-- begin --
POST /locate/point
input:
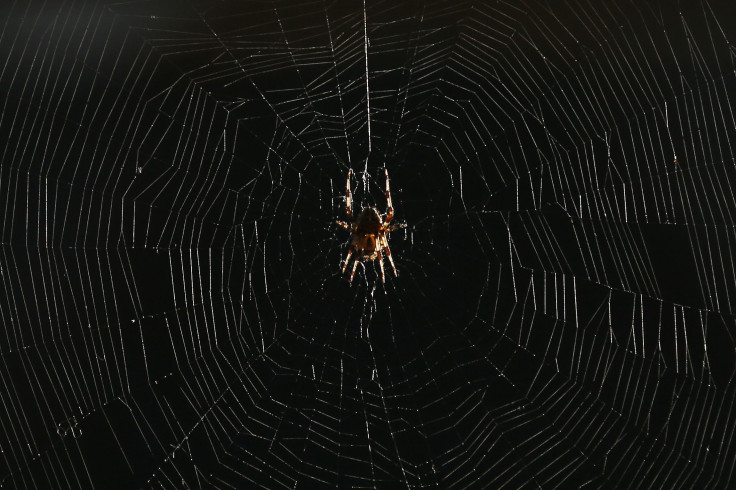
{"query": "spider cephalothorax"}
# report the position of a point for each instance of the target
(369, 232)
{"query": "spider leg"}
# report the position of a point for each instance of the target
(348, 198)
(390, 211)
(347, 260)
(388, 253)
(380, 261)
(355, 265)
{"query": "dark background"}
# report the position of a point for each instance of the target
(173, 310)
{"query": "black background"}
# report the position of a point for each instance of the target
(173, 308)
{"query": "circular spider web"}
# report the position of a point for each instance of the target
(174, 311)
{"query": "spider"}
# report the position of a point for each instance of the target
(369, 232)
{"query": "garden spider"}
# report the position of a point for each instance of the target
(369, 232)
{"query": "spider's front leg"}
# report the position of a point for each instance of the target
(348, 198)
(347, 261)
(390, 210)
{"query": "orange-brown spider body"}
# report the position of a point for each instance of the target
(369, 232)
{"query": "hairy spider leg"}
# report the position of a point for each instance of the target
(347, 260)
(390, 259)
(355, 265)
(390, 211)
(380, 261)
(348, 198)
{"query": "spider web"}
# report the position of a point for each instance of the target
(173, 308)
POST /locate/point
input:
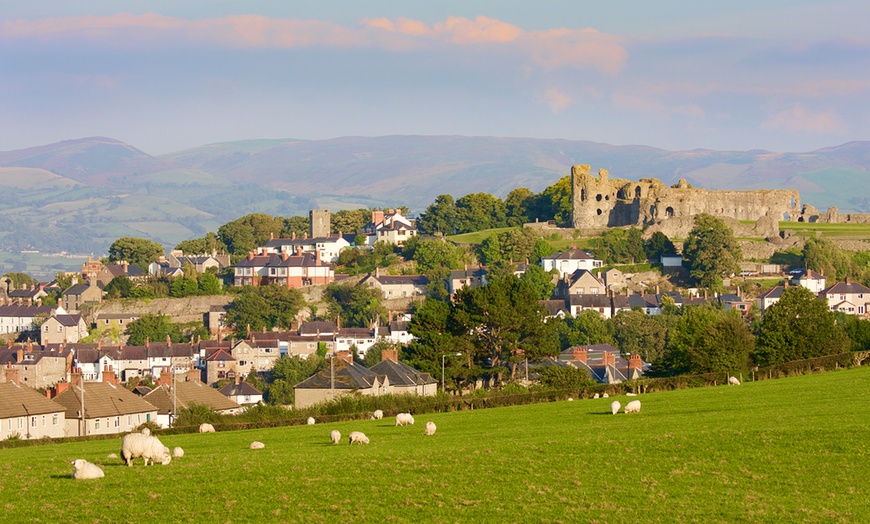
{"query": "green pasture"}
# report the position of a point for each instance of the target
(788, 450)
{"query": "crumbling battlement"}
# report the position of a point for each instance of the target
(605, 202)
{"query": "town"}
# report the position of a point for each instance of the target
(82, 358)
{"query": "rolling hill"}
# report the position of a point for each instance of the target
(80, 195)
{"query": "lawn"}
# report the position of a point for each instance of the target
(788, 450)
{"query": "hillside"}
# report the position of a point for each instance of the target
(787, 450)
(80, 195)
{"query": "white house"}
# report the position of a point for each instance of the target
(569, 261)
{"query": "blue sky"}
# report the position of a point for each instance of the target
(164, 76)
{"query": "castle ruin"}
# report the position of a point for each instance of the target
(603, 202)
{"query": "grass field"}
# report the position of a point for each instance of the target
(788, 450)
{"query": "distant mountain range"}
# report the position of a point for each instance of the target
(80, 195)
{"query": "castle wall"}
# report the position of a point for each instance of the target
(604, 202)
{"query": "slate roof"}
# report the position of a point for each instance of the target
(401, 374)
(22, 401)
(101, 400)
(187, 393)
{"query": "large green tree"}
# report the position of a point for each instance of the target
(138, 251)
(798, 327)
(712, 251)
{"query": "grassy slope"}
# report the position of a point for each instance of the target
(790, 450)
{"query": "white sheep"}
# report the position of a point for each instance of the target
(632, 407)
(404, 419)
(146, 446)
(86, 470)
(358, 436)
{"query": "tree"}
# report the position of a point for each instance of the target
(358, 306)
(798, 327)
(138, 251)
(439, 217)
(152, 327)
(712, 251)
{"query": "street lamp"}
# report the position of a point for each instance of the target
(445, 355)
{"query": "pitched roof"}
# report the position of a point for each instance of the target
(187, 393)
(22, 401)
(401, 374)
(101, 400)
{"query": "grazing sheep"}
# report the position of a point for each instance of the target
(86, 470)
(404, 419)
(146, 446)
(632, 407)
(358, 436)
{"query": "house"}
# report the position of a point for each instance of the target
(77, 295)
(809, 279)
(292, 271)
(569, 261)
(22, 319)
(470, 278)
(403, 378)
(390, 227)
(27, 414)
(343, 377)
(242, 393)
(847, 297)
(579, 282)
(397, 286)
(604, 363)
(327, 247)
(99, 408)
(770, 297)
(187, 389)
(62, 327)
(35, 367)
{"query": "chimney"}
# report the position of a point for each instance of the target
-- end --
• WHAT IS REQUIRED:
Report each line above that contains the word "sheep", copying every such line in full. Treat uppercase and lowercase letters as distinct when matching.

• SOLUTION TO THIS PROBLEM:
{"query": "white sheep"}
{"query": "grazing sheep"}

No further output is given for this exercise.